** Begin RECORDS FOR THE TASK **

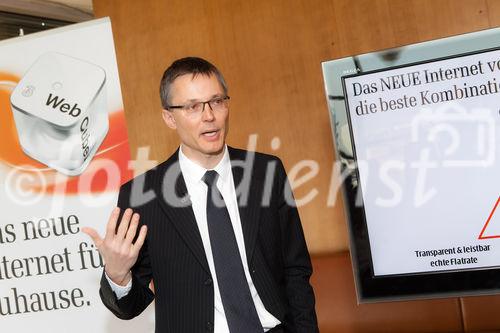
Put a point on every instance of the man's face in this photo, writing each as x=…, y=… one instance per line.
x=204, y=134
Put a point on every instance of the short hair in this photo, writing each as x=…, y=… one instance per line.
x=189, y=65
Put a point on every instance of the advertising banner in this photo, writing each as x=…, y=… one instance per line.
x=63, y=155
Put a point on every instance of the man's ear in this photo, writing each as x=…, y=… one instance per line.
x=168, y=118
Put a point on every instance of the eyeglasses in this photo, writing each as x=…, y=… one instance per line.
x=195, y=109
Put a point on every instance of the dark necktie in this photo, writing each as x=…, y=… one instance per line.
x=239, y=307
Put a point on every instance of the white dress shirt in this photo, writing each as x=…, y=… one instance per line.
x=197, y=189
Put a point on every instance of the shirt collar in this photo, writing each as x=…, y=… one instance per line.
x=193, y=172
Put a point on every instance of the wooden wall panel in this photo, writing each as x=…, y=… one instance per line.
x=270, y=52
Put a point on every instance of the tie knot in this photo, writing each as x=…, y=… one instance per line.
x=210, y=177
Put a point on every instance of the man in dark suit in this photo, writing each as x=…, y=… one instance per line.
x=218, y=234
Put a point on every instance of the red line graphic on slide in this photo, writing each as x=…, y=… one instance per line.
x=481, y=235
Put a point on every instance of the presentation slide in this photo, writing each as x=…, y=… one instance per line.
x=426, y=142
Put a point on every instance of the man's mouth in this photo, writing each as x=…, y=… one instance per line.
x=210, y=133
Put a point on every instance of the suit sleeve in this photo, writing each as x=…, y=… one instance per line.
x=140, y=296
x=298, y=269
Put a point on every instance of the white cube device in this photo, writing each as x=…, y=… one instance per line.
x=60, y=112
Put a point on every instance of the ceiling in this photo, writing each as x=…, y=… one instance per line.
x=84, y=5
x=64, y=10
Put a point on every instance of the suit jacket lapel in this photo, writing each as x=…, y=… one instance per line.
x=248, y=189
x=174, y=200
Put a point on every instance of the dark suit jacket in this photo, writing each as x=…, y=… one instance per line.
x=173, y=254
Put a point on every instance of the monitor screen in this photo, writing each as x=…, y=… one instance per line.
x=417, y=131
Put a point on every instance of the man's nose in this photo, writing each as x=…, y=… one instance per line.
x=209, y=113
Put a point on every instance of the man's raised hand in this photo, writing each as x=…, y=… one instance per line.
x=117, y=247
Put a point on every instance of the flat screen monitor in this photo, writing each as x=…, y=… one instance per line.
x=417, y=136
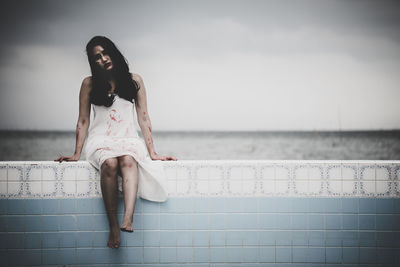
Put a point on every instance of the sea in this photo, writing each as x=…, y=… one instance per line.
x=208, y=145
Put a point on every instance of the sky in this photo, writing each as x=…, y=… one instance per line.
x=210, y=65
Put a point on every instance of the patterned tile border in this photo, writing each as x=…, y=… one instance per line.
x=216, y=178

** End RECORDS FOR THE TASK **

### [SET TASK]
Render the records above as a two-column CSV headed instruction and points, one row per instruction with its points. Quote every field, replace any line breaks with spaces, and leave the pictures out.

### [RESULT FOR THIS EXERCISE]
instruction,points
"Put a point on every instance of the man's face in this photo, writing each as x=…, y=… one instance per line.","x=204, y=134"
"Put a point on every instance of the short hair in this photo, writing each as x=…, y=… one instance per line.","x=189, y=65"
"Put a point on every instance of the advertising banner in this photo, writing each as x=…, y=… one instance per line.","x=63, y=155"
"Put a point on every instance of the man's ear in this photo, writing each as x=…, y=… one instance per line.","x=168, y=118"
"Put a point on every instance of the eyeglasses in this photo, writing each as x=…, y=… one instance per line.","x=195, y=109"
"Put a point on every instance of the dark necktie in this photo, writing each as x=…, y=… one instance per line.","x=239, y=307"
"Put a point on every instance of the white dress shirt in this photo, writing each as x=…, y=… one instance per line.","x=197, y=189"
"Put a point on every instance of the shirt collar in this photo, writing each as x=…, y=… one instance per line.","x=193, y=172"
"Put a point on every instance of the wooden wall panel in this photo, writing each as x=…, y=… one instance per line.","x=270, y=52"
"Put a point on every instance of the tie knot in this photo, writing each as x=…, y=… one instance per line.","x=210, y=177"
"Put a point on every instance of the man in dark suit in this photo, writing each as x=…, y=… one instance per line.","x=218, y=234"
"Put a point on every instance of the red line graphic on slide in this photo, writing each as x=…, y=… one instance per line.","x=481, y=235"
"Put a point on every instance of the presentation slide in this photo, writing each as x=…, y=… one instance per line.","x=426, y=142"
"Put a point on every instance of the man's mouth in this photo, writing each as x=…, y=… one instance per line.","x=210, y=133"
"Put a point on every instance of the suit sleeve in this photo, writing each as x=…, y=… one instance per line.","x=140, y=296 x=298, y=269"
"Put a point on every instance of the white cube device in this photo, writing each as x=…, y=… one instance per line.","x=60, y=112"
"Put a point on every instance of the ceiling in this photo, writing each as x=…, y=… one instance per line.","x=84, y=5 x=64, y=10"
"Put a point on every instance of the suit jacket lapel in this photo, writing each as x=…, y=… one instance per line.","x=248, y=189 x=174, y=200"
"Put a point on every instance of the dark suit jacket in this photo, writing each as x=…, y=… one instance per line.","x=173, y=254"
"Put a point on every instance of the monitor screen in this photo, writing each as x=…, y=… one instance per line.","x=417, y=131"
"Put a point on every instance of the man's nose in this photo, writing each as x=…, y=… one instance per line.","x=209, y=113"
"Put a point on every instance of the man's raised hand in this photo, writing each as x=…, y=… one instance per line.","x=117, y=247"
"Put a point on every instance of the flat screen monitor in this photo, writing each as x=…, y=… one instance per line.","x=417, y=136"
"Put a point on every instance of the sea in this photo, writing each as x=…, y=… one instance per line.","x=208, y=145"
"Put a point on every instance of the sky in this photo, writing each as x=…, y=… one instance per line.","x=210, y=65"
"Put a point on every instance of the patterned tile border in this photo, writing each as x=…, y=… one instance per line.","x=216, y=178"